**PROVIDED RECORDS**
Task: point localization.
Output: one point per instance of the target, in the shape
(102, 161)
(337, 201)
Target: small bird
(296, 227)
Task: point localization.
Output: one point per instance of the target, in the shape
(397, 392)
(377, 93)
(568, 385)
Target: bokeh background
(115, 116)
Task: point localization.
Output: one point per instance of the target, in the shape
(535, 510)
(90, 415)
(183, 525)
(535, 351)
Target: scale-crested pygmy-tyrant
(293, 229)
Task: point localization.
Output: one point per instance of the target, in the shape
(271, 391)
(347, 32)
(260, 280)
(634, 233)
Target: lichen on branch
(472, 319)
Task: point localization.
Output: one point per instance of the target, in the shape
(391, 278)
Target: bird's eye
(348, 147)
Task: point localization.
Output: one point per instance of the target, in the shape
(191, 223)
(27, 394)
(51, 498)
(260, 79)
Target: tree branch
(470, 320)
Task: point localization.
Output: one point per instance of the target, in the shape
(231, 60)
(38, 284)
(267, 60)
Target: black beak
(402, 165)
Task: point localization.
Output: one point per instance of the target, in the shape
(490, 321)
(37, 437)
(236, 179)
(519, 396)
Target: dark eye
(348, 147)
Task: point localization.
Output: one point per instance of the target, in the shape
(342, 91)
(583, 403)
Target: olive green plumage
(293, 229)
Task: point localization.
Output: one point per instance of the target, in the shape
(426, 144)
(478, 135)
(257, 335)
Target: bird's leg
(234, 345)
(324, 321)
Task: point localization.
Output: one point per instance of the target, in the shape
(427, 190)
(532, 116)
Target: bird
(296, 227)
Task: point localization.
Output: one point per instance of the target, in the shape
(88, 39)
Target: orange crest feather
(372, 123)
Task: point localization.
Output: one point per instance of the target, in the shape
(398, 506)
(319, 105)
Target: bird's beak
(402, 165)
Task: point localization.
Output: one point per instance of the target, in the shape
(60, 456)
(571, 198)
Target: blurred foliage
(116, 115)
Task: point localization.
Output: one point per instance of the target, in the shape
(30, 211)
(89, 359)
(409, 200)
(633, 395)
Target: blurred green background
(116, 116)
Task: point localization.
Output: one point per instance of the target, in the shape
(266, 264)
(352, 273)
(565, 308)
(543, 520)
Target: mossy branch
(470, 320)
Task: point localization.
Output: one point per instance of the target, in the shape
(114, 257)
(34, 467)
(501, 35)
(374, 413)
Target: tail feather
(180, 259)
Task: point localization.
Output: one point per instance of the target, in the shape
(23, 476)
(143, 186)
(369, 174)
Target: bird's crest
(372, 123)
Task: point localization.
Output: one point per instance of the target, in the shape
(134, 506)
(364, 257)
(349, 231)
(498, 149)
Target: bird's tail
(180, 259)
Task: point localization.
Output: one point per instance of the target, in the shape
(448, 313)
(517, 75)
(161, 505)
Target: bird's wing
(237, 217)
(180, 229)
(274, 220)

...

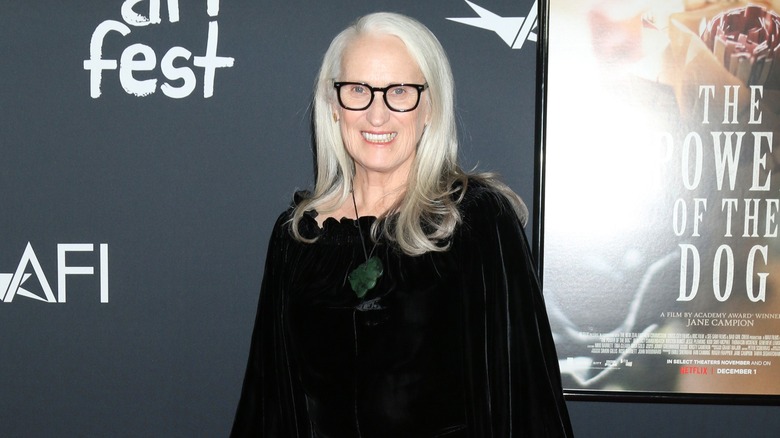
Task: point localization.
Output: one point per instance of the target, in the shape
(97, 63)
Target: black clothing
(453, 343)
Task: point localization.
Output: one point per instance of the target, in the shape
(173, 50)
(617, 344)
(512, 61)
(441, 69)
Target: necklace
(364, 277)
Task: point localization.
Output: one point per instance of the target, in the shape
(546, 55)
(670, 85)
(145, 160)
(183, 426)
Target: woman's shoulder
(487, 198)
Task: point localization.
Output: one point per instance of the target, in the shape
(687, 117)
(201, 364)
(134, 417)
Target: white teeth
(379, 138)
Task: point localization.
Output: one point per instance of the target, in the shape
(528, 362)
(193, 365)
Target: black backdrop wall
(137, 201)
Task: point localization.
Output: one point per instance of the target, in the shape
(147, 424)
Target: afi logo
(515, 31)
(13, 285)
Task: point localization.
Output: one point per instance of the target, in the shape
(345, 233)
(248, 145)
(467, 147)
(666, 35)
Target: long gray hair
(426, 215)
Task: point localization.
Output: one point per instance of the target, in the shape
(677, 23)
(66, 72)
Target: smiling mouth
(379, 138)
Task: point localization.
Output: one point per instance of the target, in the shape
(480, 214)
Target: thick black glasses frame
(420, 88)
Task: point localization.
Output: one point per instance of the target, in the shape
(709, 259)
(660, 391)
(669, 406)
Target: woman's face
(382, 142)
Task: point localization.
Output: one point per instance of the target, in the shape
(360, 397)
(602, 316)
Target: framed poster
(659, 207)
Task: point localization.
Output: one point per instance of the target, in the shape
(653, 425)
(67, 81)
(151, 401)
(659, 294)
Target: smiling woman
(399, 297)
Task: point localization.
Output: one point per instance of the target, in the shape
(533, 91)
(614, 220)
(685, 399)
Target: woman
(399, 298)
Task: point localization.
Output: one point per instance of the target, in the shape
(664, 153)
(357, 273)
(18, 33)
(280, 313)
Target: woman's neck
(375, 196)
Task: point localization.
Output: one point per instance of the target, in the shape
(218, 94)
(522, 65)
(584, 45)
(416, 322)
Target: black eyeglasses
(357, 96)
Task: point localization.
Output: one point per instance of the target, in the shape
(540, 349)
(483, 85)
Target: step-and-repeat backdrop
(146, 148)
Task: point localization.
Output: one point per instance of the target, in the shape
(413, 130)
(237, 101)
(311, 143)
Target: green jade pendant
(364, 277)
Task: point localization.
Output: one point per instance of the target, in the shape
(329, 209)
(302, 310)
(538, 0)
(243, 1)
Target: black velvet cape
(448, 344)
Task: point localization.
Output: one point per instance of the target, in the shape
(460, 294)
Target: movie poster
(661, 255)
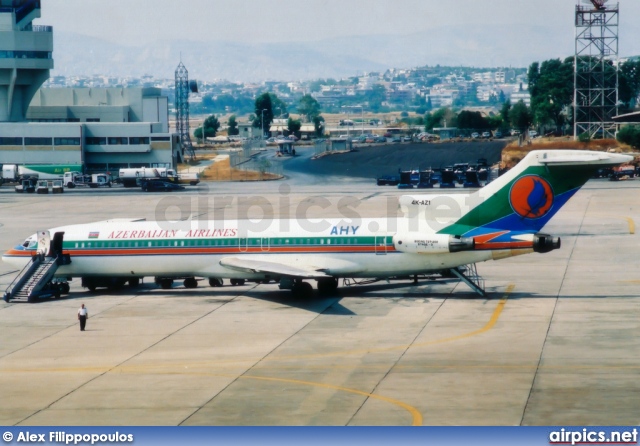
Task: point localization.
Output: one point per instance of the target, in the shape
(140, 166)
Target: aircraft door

**ASSIGNED TASK**
Repeat exactly, and only, the entries from the line with "Target: black eyeglasses" through the line with "Target: aircraft door". Pictures are skipped.

**TASK ANSWER**
Target: black eyeglasses
(357, 96)
Task: point localization.
Output: one point per instance of the target, in the shape
(540, 349)
(483, 85)
Target: step-and-repeat backdrop
(146, 148)
Task: point localization.
Output: one point per instance of the target, in the shape
(413, 130)
(237, 101)
(311, 143)
Target: green jade pendant
(364, 277)
Task: point localization.
Output: one point per instance of the target, in the shape
(329, 209)
(302, 310)
(538, 0)
(243, 1)
Target: black velvet cape
(448, 344)
Task: point localization.
Output: one point per instance of the target, in the shape
(460, 294)
Target: movie poster
(661, 255)
Task: point localization.
Output: one point per instance of the target, in the shape
(140, 166)
Target: aircraft door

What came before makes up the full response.